> _The task_:
Give back the records below exactly, every one, with no pictures.

++++ Supplied material ++++

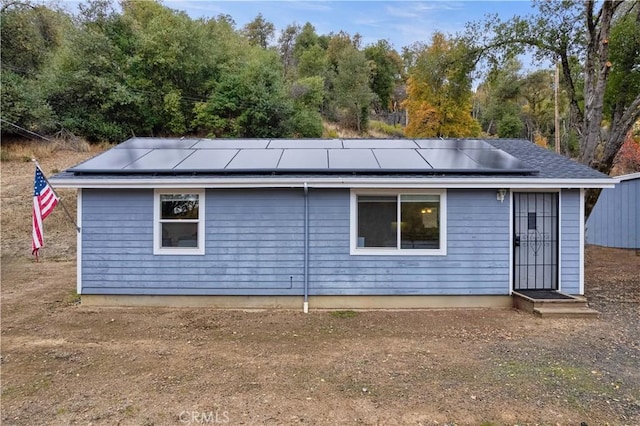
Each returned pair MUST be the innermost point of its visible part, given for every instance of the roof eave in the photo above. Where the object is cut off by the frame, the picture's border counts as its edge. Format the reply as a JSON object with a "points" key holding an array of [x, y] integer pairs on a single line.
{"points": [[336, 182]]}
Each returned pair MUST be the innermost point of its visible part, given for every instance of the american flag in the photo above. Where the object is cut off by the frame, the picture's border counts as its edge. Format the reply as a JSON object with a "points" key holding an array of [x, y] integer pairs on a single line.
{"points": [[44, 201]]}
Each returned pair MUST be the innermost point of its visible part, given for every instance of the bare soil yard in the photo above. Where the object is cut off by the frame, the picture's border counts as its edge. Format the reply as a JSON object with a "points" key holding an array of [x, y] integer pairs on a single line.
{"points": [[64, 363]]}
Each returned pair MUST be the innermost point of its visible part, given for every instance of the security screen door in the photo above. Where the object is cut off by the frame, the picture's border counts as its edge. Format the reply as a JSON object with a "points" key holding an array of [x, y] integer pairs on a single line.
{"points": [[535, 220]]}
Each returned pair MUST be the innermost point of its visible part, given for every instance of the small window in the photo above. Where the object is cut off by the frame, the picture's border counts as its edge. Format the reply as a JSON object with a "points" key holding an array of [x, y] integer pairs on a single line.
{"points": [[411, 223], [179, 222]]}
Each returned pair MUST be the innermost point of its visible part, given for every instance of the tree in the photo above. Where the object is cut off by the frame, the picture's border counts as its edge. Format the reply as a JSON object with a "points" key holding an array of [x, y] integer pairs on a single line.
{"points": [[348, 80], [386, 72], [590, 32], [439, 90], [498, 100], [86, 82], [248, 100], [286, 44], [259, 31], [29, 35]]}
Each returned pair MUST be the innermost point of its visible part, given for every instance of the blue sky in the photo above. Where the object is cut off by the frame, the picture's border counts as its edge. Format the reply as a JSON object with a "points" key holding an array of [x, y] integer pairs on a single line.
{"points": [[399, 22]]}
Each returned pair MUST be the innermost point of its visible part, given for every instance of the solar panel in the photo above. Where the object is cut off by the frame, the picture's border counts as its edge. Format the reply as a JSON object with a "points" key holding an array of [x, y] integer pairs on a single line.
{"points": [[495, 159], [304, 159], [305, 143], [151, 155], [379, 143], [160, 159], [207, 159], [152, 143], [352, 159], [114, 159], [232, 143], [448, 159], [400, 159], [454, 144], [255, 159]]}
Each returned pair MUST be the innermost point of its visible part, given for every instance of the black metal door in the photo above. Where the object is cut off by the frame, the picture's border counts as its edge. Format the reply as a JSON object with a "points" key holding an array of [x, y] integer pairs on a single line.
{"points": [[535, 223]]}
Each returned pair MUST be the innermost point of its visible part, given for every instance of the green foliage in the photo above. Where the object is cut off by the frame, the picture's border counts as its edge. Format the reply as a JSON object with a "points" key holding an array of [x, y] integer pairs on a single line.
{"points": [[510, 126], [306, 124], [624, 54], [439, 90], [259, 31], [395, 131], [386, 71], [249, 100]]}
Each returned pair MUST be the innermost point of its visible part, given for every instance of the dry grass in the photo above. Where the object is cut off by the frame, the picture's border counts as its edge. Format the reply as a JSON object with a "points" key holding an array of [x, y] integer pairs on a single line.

++++

> _Completed exercise_:
Each returned pair MUST be the innermost point of its visible part, given for every instance of the roof eave in the photo above. Where the object is cut off by the frame, the picture's border counts as its edge. Format the reply as a JSON object with a "points" key holding an array of [x, y] integer pairs on a single line.
{"points": [[336, 182]]}
Each returned pair MUST be the innermost point of its visible part, given for every instance of the american flag in the photo above. Where the object is cut off by the frame, the picture's border counts as its edge. Format the reply as a JSON object with a "points" key holding an array of [x, y] integer pairs on a single line.
{"points": [[44, 201]]}
Each returned pair MUST be the innermost point of its visible part, given for every instance of the bare soil yard in the photo above. Where the object is cut off by the frame, the picture's border counts as its edge. Format the reply as a JSON object with a "points" key holding an array of [x, y] integer pairs on a single line.
{"points": [[64, 363]]}
Each returned pair MUST be the innermost point of its visible part, given for every instance of the security screen door in the photo above. Where the object is cut off by the frame, the picture's border counts as its edge. Format the reply as a JSON object with a "points" key holding an array of [x, y] integer pairs on a single line.
{"points": [[535, 220]]}
Each returned pair MUST be the innermost point of its visible part, given for every instance of the small window in the photo above. Where the object is cut off by the frame, the picture's border counts as its edge. Format the reply as a JSON object with a "points" key holding an array of [x, y] integer pairs on a single line.
{"points": [[411, 223], [179, 222]]}
Each returned pair MUST be the innermost point of its visible part, given for every instance of the tree in the photo above. Where the object is cut off by the frame, the picture's border counts as its edge. Format the reply as a JSON object with a "points" key holding an array of [x, y] integer pairs on a single line.
{"points": [[348, 80], [386, 72], [590, 32], [439, 90], [498, 100], [86, 82], [248, 100], [286, 44], [259, 31], [29, 35]]}
Each returned pair MUST be the innermost point of its visible part, given for every instance of the blue sky in the photo above. Where the object is cut off by the frame, the picture's border counts as its edge. Format the reply as a JSON object with a "points" key holding an array of [x, y] integer pairs on a single line.
{"points": [[399, 22]]}
Each returned pair MUST be the innermost point of its visible part, given for every instance of the solar panel in the photo above. Where the object is cut off by the frame, the picture's border counts as its edge. Format the reply as a JSON object with a "points" key holding an array of [x, y] integer pairs on a single line.
{"points": [[495, 159], [304, 159], [305, 143], [151, 155], [379, 143], [160, 159], [207, 159], [152, 143], [352, 159], [114, 159], [232, 143], [448, 159], [400, 159], [454, 144], [255, 159]]}
Each returned pair MUST be the innermost point of its visible part, given for every instance of the black metal door in the photo above. Where the object is cut off by the frame, the picture's border counts as its edge. Format the reply as a JSON object with a "points" key holding an array of [x, y] integer pairs on a single line.
{"points": [[535, 223]]}
Each returned pair MUST be the innermost point of its visible part, given for every instance of the green foliage in the photo above. Where the object is cut off by the frame, the picture's border counts as its edge. Format the reply as a JSON object with a "points" key holding an array of [x, y] integer pairs on a single line.
{"points": [[510, 126], [306, 124], [624, 54], [439, 90], [259, 31], [395, 131], [386, 71], [249, 100]]}
Each returned pair MUST be the innermost point of its visible part, given for every instance of the dry grass in the photo above. Where the object is cut off by the frame, the picture's border counts as its edge. Format the reply as a JSON object with a "points" key holding an array of [x, y] integer pairs on a single line.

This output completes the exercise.